#### THE EXERCISE
Can you put every line of the records below into a JSON list of strings, with one string per line and no blank lines?

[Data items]
○ ○ ○ ○

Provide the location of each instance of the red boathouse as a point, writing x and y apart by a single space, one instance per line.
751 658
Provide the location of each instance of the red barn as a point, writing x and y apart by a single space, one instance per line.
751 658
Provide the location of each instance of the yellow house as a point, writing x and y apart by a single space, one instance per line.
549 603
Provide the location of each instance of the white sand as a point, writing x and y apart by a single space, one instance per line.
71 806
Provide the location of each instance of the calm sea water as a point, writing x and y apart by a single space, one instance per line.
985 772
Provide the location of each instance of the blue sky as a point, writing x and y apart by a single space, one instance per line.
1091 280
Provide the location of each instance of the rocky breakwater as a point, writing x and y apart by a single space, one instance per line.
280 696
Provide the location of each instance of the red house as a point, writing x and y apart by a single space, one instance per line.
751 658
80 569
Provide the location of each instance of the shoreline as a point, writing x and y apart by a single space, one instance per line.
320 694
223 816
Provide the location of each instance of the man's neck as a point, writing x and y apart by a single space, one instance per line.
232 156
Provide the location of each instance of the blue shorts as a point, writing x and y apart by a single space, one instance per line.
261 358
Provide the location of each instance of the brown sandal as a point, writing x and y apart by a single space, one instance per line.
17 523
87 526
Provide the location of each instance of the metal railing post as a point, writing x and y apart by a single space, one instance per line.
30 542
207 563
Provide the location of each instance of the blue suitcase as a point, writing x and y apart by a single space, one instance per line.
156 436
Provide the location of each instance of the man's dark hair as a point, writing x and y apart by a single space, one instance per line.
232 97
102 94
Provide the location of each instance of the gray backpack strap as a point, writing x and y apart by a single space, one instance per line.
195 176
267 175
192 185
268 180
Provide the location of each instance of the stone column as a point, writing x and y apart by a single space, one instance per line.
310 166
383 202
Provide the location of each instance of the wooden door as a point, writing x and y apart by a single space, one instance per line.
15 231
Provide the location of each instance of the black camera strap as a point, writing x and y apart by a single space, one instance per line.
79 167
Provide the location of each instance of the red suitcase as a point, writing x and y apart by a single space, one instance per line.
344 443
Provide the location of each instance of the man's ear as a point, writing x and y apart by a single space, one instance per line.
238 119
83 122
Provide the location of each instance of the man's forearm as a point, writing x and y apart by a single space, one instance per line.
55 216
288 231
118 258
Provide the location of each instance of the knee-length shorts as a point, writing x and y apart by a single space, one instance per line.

○ ○ ○ ○

#### SOLUTION
[
  "Provide the location of each instance of the red boathouse as a point, writing x and y apart by a single space, one instance per line.",
  "751 658",
  "Provide the location of each instance of the red barn as a point, writing x and y apart by a single space, one instance per line.",
  "751 658",
  "Provide the location of each instance of the yellow house as a point, writing x and y apart by a single space, one instance per line.",
  "549 603",
  "Provide the location of each instance of the white sand as a point, writing x and y apart by a single space, one instance per line.",
  "71 806",
  "Provide the location of each instance of the calm sea water as a point, writing x and y apart by a single space, one instance per line.",
  "985 772",
  "Provide the location of each instance of the blue sky as a point, writing x and y apart by a single space, one instance per line.",
  "1091 280",
  "Provide the location of each instance of the rocky breakwater as a point, writing x and y apart by a single space, one instance per line.",
  "280 696",
  "Provide the location of each instance of the red house as a point, writing x and y apart by a single space, one instance per line.",
  "751 658",
  "80 569",
  "Provide the location of each instance of the shoreline as a point, writing x and y apart by a single space, one instance per line.",
  "320 694",
  "223 816",
  "Provide the location of each instance of the man's neck as a point, writing x and y apart by a single space, one instance per line.",
  "232 156",
  "Provide the location of each instance of the blue shorts as a point, writing x and y apart by a single space, one instance per line.",
  "261 358",
  "Provide the location of each instance of the brown sandal as a point, writing x and y apart by a single space, one instance per line.",
  "17 523",
  "87 526",
  "Provide the location of each instance of the metal railing post as a point, writing x and y apart by a single space, one instance per line.",
  "30 542",
  "207 563",
  "Provide the location of each instance of the blue suitcase as a point, writing x and y apart by a single space, one instance per line.",
  "156 436",
  "Provide the location of each instance of the man's dark hair as a point, writing x and y apart by a single space, one instance per line.",
  "232 97",
  "102 94",
  "Provide the location of each instance of the gray backpack strap as a point, writing x and y apart by a single space, one instance per line.",
  "195 176",
  "267 175",
  "192 185",
  "268 180",
  "Provide the location of each instance of the stone column as a point, writing x and y apart by a single space, one instance per line.",
  "310 166",
  "383 202",
  "Provide the location of each instance of the wooden door as a point, writing x and y apart by a single space, one instance per line.",
  "15 231",
  "Provide the location of each instance of the black camera strap as a point, writing x and y apart by a single space, one instance per line.",
  "79 167",
  "Provide the location of each instance of the red suitcase as a point, writing x and y apart by a single space, one instance per line.",
  "344 443",
  "Provide the location of each instance of the man's ear as a point, writing x and y apart by a single space, one instance per line.",
  "238 119",
  "83 122",
  "Provide the location of each instance of the man's forearm as a point, writing x and y apart by a single space, one instance per line.",
  "55 216",
  "288 231",
  "118 258",
  "Provide the location of each instance of the knee-length shorts as a point, writing x and y apart by a single space, one instance per line."
]